WHAT IS EXPECTED. Can you write out the lines of the listing again, starting at the line that contains "Pinpoint the pink floral hat in this photo." and ending at the last line of the listing? Add 50 to every bounding box coordinate in the answers, and leave the request lines and their format samples as they are.

Rows from a box labeling dataset:
+---+

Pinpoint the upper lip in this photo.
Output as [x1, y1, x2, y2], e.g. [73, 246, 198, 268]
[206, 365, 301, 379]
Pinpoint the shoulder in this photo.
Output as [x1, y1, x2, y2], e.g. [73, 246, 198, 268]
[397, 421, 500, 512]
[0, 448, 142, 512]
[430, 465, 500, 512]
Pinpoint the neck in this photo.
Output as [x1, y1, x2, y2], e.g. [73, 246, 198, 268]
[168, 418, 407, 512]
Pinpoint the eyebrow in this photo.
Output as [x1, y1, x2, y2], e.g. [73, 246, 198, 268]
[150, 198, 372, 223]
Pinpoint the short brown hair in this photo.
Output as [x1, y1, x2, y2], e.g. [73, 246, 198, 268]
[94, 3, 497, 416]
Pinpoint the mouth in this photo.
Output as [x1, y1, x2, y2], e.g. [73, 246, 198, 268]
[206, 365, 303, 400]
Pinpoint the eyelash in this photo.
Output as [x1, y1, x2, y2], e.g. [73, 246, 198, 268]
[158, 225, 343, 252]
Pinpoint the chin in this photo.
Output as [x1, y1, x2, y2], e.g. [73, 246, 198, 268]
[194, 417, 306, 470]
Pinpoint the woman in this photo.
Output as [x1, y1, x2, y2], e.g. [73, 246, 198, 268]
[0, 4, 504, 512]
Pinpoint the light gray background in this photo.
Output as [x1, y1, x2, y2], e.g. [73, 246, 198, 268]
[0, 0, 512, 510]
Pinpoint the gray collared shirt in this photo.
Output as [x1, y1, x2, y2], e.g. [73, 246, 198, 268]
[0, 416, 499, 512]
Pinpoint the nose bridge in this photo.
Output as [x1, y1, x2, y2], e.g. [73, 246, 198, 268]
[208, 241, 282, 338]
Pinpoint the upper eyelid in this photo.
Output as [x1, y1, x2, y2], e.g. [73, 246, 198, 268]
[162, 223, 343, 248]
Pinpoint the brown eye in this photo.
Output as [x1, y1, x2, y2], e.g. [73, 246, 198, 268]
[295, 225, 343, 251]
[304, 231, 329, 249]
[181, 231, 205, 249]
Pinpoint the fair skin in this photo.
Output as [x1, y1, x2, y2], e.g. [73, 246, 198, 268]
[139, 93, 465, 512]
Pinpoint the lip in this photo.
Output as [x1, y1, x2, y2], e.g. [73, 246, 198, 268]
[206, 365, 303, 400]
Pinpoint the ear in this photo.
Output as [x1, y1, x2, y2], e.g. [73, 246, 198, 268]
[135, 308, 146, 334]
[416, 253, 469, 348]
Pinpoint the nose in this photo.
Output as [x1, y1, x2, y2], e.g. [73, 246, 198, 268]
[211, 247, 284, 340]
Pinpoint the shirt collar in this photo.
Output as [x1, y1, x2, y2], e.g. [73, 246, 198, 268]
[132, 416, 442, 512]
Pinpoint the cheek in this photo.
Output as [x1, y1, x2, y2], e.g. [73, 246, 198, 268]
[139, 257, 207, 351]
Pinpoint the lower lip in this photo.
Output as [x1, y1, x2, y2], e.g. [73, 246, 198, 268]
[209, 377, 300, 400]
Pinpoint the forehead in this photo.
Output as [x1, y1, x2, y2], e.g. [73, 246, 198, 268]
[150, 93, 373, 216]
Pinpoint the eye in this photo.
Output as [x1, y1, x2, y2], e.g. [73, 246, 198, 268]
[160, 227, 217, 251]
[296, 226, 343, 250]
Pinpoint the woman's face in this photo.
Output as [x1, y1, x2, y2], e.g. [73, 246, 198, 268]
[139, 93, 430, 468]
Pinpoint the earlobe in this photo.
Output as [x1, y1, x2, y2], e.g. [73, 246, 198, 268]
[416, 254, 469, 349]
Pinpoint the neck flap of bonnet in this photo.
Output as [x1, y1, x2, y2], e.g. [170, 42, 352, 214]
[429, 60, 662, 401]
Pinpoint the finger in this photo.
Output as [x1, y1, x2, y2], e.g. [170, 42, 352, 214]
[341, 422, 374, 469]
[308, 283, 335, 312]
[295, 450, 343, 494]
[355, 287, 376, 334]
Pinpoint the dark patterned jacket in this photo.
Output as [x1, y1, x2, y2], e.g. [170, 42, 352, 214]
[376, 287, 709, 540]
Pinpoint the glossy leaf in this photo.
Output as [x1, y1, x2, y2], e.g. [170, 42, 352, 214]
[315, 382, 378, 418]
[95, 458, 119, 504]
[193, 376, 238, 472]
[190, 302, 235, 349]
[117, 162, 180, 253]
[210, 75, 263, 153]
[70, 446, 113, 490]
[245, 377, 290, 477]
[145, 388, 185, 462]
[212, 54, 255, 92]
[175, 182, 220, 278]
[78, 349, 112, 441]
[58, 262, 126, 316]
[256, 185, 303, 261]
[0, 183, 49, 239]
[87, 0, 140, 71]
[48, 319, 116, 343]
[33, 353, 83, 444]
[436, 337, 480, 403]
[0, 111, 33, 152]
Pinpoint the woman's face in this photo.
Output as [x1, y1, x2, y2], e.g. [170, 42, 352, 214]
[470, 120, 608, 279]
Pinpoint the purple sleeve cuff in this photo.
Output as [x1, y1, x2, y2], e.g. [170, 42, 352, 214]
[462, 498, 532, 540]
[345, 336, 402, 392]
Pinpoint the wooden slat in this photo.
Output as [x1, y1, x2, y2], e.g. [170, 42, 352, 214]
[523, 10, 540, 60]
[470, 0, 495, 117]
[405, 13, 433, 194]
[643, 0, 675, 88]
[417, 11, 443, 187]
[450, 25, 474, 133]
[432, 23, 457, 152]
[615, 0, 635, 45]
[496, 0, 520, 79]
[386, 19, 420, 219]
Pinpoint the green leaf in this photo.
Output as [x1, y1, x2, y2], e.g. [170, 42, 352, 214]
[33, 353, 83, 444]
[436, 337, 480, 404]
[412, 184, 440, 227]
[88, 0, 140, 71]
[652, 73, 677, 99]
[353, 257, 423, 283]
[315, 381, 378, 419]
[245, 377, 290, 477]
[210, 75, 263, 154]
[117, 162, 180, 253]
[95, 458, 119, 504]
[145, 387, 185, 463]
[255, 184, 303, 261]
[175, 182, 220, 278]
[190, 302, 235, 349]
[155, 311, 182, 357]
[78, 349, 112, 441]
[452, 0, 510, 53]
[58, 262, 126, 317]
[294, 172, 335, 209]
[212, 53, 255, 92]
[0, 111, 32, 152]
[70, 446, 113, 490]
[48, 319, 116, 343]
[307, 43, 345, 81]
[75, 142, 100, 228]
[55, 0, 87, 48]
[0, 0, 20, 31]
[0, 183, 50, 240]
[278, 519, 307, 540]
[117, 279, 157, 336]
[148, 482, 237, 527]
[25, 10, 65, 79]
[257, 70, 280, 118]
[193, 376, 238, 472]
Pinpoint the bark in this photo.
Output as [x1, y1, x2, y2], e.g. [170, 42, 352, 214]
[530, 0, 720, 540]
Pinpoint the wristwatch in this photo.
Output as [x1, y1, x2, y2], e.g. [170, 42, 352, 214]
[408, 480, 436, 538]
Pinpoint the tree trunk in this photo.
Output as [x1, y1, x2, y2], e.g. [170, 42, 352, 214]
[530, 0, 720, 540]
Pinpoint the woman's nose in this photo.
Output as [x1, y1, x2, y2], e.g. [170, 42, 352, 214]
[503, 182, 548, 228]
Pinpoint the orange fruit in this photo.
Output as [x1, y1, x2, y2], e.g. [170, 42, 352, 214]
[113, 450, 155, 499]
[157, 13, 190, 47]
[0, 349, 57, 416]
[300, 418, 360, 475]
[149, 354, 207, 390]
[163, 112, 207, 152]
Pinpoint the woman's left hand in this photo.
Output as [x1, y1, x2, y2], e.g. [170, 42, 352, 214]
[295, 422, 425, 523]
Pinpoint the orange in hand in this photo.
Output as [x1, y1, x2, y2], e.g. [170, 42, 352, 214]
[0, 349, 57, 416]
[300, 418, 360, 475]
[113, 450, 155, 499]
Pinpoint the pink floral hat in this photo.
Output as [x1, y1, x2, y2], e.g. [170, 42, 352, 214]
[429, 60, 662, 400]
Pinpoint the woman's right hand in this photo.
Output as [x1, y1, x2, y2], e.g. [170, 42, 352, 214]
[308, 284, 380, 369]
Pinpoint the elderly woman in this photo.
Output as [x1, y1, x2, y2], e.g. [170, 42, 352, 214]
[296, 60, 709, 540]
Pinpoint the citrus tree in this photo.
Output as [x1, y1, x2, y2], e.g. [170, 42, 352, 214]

+---+

FULL ANSWER.
Pinpoint the pink floral hat in this photo.
Output as [x1, y1, x2, y2], e.g. [170, 42, 352, 214]
[479, 110, 712, 450]
Pinpoint the woman's right hand in this photo.
Output as [x1, y1, x2, y2], e.g. [170, 42, 352, 214]
[358, 334, 430, 419]
Pinpoint the elderly woman in this photo.
Output as [x1, y1, x2, y2], e.g. [170, 42, 352, 214]
[346, 110, 759, 590]
Pinpoint the citrus tree in this photo.
Output as [x1, y1, x2, y2], e.g. [170, 42, 352, 214]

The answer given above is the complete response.